··· Document section

I ordered what I use from O'Reilly's, I don't remember the brand but I'll check when I get home. It has aluminum in it and dries a grayish color, so it doesn't show as much, of course mine is bare aluminum.


----------



## BigTerp (Jun 25, 2014)

[url=https://www.tinboats.net/forum/viewtopic.php?p=357058#p357058 said:


> dhoganjr » Today, 3:17 pm[/url]"]
> 
> 
> [url=https://www.tinboats.net/forum/viewtopic.php?p=356999#p356999 said:
> ...



Thanks!! Let me know if you would. I'm not really concerenced about the look of it, especially being that it's on the bottom of the boat.


----------



## dhoganjr (Jun 26, 2014)

This is what I bought Evercoat Metal 2 Metal #100889 

https://www.evercoat.com/productDetail.aspx?pID=37


----------



## BigTerp (Jun 26, 2014)

[url=https://www.tinboats.net/forum/viewtopic.php?p=357124#p357124 said:


> dhoganjr » Today, 12:07 am[/url]"]This is what I bought Evercoat Metal 2 Metal #100889
> 
> https://www.evercoat.com/productDetail.aspx?pID=37



Thanks!!

How is this stuff to work with? Similar to JB Weld? Wondering if I'll be able to use it on the bottom of my hull without having to flip my boat over.

Fishing on Saturday. So we'll see how she runs. I think I was getting a bit extra splash from the foot right were that dent is when I had it out the other day. Kind of makes sense that the water would be channeled a bit more "up" towards the foot/pump in that area creating some extra splash. If I notice anything else that's going to bother me, I'll probably give that Metal 2 Metal stuff a try.


----------



## dhoganjr (Jun 26, 2014)

It works similar to bondo body filler. Rough sand, then mix and apply. It is thick and cures pretty fast. It doesn't sag, you can apply it while it is on the trailer. 

It is probably letting a little bit of water go over the lip, which then makes the bend on the pump and shoots back at the transom. 

Unfortunately that is the area that will get the most dents because it is the lowest point of the hull while you're on plane and it is the most critical area.

······
··· Raw records

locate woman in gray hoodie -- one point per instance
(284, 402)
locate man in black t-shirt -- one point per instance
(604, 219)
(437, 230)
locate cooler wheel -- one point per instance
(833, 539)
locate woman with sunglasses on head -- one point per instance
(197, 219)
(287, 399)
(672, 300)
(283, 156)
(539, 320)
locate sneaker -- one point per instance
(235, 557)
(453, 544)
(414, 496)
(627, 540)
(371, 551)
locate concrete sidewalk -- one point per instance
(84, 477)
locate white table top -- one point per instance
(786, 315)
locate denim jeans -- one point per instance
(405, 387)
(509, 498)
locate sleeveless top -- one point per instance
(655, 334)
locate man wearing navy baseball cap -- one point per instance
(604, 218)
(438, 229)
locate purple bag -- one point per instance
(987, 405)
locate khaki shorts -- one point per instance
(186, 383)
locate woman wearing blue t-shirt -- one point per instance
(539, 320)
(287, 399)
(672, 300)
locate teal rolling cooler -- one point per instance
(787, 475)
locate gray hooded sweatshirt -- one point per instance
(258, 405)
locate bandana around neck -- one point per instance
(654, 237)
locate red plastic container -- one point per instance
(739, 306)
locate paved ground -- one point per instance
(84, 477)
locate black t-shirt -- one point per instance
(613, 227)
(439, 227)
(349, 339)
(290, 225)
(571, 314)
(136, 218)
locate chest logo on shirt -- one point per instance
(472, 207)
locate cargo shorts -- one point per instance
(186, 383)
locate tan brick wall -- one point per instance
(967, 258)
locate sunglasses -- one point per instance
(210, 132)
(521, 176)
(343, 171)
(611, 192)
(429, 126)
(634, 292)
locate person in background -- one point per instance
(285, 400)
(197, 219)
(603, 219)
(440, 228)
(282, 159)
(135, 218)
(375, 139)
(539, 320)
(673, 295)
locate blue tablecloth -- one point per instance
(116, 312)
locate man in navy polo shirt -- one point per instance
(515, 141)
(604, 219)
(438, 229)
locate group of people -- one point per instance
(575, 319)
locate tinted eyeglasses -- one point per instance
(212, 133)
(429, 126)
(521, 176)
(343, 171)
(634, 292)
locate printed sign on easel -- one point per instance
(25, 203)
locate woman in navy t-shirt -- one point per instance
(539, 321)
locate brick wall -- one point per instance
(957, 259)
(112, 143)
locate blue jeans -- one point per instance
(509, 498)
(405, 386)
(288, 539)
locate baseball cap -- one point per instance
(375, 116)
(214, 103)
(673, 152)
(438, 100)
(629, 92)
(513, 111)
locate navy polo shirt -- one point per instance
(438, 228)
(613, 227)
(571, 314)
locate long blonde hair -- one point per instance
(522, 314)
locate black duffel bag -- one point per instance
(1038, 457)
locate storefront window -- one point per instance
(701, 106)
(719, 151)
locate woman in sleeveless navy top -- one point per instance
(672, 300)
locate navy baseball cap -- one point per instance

······

Required task 1:
In the forum thread, what does dhoganjr say the Metal 2 Metal filler works similar to?
Required task 2:
Rewrite the records from the line containing "locate long blonde" through the end of the records, putting "dark blue" wherever "navy" appears and keeping everything else the same.

Task answer 1:
It works similar to bondo body filler.

Task answer 2:
locate long blonde hair -- one point per instance
(522, 314)
locate black duffel bag -- one point per instance
(1038, 457)
locate storefront window -- one point per instance
(701, 106)
(719, 151)
locate woman in sleeveless dark blue top -- one point per instance
(672, 300)
locate dark blue baseball cap -- one point per instance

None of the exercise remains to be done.